[INSTRUCTION]
Write out every one of the following records line for line, with no changes. Leave the pictures out of your copy.

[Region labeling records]
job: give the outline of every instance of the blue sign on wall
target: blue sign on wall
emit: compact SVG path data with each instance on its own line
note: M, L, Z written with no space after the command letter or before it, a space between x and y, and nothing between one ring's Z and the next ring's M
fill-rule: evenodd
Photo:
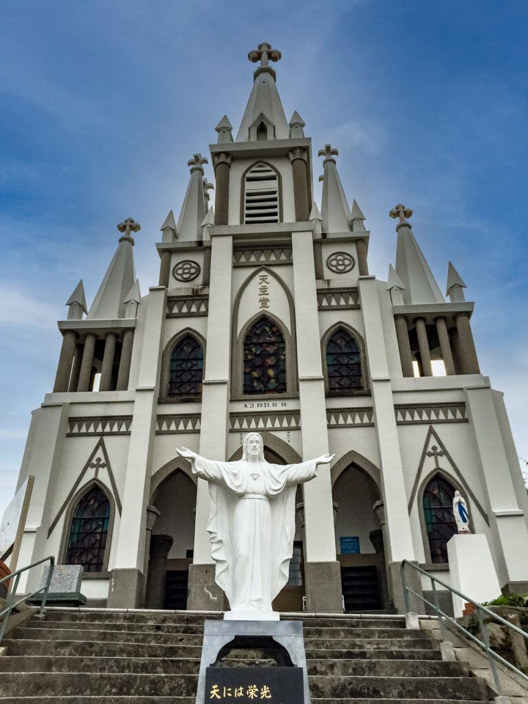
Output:
M359 555L359 536L341 536L339 538L341 555Z

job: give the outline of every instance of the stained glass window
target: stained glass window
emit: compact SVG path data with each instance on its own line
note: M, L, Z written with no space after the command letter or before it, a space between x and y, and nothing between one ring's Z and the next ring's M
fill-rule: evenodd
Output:
M73 514L67 565L82 565L84 572L101 572L110 521L110 502L99 486L80 500Z
M176 345L170 356L167 396L180 401L194 400L201 394L203 351L191 335Z
M361 355L358 343L341 328L327 343L328 395L347 396L362 389Z
M261 318L244 341L244 393L286 391L286 345L278 325Z
M447 541L456 533L454 496L455 489L441 474L435 474L424 491L424 516L433 562L448 561Z

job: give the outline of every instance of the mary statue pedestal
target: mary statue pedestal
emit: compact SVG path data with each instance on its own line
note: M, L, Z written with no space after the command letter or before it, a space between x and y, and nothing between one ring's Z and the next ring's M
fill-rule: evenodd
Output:
M206 460L187 448L177 452L209 484L207 530L215 579L231 608L224 618L278 621L271 603L288 581L296 487L313 479L318 465L331 462L333 455L272 465L264 458L258 433L245 436L242 459L237 462Z

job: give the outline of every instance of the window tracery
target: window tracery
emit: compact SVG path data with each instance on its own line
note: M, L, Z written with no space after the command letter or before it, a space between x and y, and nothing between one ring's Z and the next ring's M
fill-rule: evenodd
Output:
M244 393L286 391L286 344L279 326L261 318L244 340Z
M203 351L191 335L180 340L170 355L167 396L194 401L201 394Z
M348 396L362 389L361 353L353 337L339 328L327 343L329 396Z
M435 474L424 489L424 518L432 562L448 562L447 541L457 532L454 496L454 487L440 474Z
M92 486L73 513L66 553L67 565L82 565L86 572L101 572L110 522L110 501Z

[ANSWER FOR THE TASK]
job: give the outline of every instance of the blue sign on wall
target: blue sign on wall
emit: compact SVG path data with each instance on its own line
note: M, L, Z written with no space after the command letter or before it, a space between x and y, and nothing between one ring's Z and the next ring's M
fill-rule: evenodd
Photo:
Output:
M359 555L359 536L341 536L339 538L341 555Z

job: give the outline of every instance of the stained glass window
target: stained glass window
emit: compact SVG path data with each instance on its own line
note: M, L, Z written with no space after the command letter or before it, a space between x and y, and nothing between one ring's Z and the next ring's M
fill-rule: evenodd
Output:
M73 514L67 565L82 565L84 572L101 572L110 521L110 502L99 486L80 500Z
M176 345L170 356L167 396L180 401L194 400L201 394L203 351L191 335Z
M361 355L358 343L341 328L327 343L328 395L347 396L362 389Z
M261 318L244 341L244 393L286 391L286 345L278 325Z
M447 541L456 533L454 496L455 489L441 474L435 474L424 491L424 516L433 562L448 561Z

job: give the outline of every instance of the mary statue pedestal
target: mary statue pedestal
emit: compact SVG path data with each instance on its own line
note: M, L, Z written with no space after the command letter or before it, a space between x and y, and nothing between one ring's Z and the next ring's M
fill-rule: evenodd
Output:
M206 460L187 448L177 452L209 484L207 530L215 579L231 608L224 618L278 621L271 603L288 581L296 487L313 479L318 465L331 462L333 455L272 465L264 458L258 433L245 436L242 459L237 462Z

job: give the outline of every instance of the window tracery
target: window tracery
emit: compact SVG path data with each instance on its own line
note: M, L, Z written with no space after the command letter or before it, a space between x and y, and nothing between one ring's Z and the next ring's M
fill-rule: evenodd
Output:
M244 393L286 391L286 344L279 326L261 318L244 340Z
M203 351L191 335L180 340L170 355L167 396L194 401L201 394Z
M348 396L362 389L361 353L353 337L339 328L327 343L329 396Z
M435 474L424 489L424 518L432 562L448 562L447 541L457 532L454 496L454 487L440 474Z
M92 486L73 513L66 553L67 565L82 565L86 572L101 572L110 522L110 501Z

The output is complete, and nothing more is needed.